:: SUPPLIED PASSAGE ::
We propose eight strategic levers which need to be decided by each company. “where to play” levers determine the level of divergence from the traditional Western focused product markets to offering a broader portfolio of healthcare products and/or solutions globally. “how to win” strategic levers enable medtech companies to execute the selected “where to play” strategy effectively and efficiently. These levers refer to the companies’ value chain configuration, processes and capabilities.

Medtech executives believe different levers will achieve the most impact with regards to top-line growth and bottom-line protection over the next 5 years. A third of medtech executives believe that forward integration will be the most attractive with regards to top-line growth while also offering bottom-line protection in the coming 5 years.

A third of medtech executives believe that decisions regarding the geographic footprint will be most attractive with regards to top-line growth in the coming 5 years while also offering bottomline protection. Today, presence in emerging markets is regarded not as an option but rather as an obligation. However, future oriented players do not limit their engagements to commercialization.

Across many countries medtech companies will face challenging price negotiations with hospitals who themselves have to protect their margins in increasingly cost-focused healthcare systems. Almost a third of medtech experts questioned expect operational excellence, focusing on lean/low cost management to offer the best bottom line protection over the next 5 years thus buying time for strategic changes. Efforts to significantly improve operational expenses have been an ongoing theme for the last 5 years, potentially leading to a severe lack of vital resources to turn around the business through applying new business models.

More than 40% of medtech executives believe that the sector will lead the way in changing healthcare by adapting its current business model. Regarding the role of medtech firms in the healthcare transition process, expert opinions are divided. While almost half of respondents think the medtech sector will play a minor role, more than 40% believe that the sector will actually lead the way in changing healthcare by adapting its current business models.
:::
:: RECORDS PROVIDED ::
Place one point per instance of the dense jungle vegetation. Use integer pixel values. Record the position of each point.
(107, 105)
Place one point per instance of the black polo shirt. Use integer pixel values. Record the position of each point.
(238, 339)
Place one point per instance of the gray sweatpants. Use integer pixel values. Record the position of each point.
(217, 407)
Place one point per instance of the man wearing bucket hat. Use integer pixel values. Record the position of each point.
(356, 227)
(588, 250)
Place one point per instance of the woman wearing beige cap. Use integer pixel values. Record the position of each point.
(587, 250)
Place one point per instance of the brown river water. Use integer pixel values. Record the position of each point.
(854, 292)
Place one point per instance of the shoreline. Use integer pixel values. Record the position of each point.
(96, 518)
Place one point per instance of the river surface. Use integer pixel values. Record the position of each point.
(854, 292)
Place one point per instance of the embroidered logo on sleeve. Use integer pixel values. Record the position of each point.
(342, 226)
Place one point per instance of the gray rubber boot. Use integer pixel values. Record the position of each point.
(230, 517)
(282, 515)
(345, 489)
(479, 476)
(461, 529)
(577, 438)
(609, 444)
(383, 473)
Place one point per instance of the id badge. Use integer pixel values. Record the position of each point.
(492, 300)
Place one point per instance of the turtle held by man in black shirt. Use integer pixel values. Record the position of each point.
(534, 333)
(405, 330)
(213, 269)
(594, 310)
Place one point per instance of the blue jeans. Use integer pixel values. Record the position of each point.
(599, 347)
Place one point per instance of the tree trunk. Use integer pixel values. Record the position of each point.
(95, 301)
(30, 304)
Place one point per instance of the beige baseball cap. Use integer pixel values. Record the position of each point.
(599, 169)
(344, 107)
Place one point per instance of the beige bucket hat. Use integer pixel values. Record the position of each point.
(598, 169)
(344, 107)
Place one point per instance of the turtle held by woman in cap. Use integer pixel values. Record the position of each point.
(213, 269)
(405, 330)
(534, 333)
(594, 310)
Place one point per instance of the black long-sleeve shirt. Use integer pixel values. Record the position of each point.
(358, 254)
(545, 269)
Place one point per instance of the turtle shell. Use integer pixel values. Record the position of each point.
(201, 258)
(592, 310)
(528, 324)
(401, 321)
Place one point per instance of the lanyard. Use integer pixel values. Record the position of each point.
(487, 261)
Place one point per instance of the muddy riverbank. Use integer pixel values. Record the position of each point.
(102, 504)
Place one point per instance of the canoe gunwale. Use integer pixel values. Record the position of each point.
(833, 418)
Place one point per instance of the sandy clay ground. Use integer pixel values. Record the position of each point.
:::
## INSTRUCTIONS TO FOLLOW
Type out the whole medtech strategy text word for word. None of the items is required for this work.

## SOLUTION TO THIS PROBLEM
We propose eight strategic levers which need to be decided by each company. “where to play” levers determine the level of divergence from the traditional Western focused product markets to offering a broader portfolio of healthcare products and/or solutions globally. “how to win” strategic levers enable medtech companies to execute the selected “where to play” strategy effectively and efficiently. These levers refer to the companies’ value chain configuration, processes and capabilities.

Medtech executives believe different levers will achieve the most impact with regards to top-line growth and bottom-line protection over the next 5 years. A third of medtech executives believe that forward integration will be the most attractive with regards to top-line growth while also offering bottom-line protection in the coming 5 years.

A third of medtech executives believe that decisions regarding the geographic footprint will be most attractive with regards to top-line growth in the coming 5 years while also offering bottomline protection. Today, presence in emerging markets is regarded not as an option but rather as an obligation. However, future oriented players do not limit their engagements to commercialization.

Across many countries medtech companies will face challenging price negotiations with hospitals who themselves have to protect their margins in increasingly cost-focused healthcare systems. Almost a third of medtech experts questioned expect operational excellence, focusing on lean/low cost management to offer the best bottom line protection over the next 5 years thus buying time for strategic changes. Efforts to significantly improve operational expenses have been an ongoing theme for the last 5 years, potentially leading to a severe lack of vital resources to turn around the business through applying new business models.

More than 40% of medtech executives believe that the sector will lead the way in changing healthcare by adapting its current business model. Regarding the role of medtech firms in the healthcare transition process, expert opinions are divided. While almost half of respondents think the medtech sector will play a minor role, more than 40% believe that the sector will actually lead the way in changing healthcare by adapting its current business models.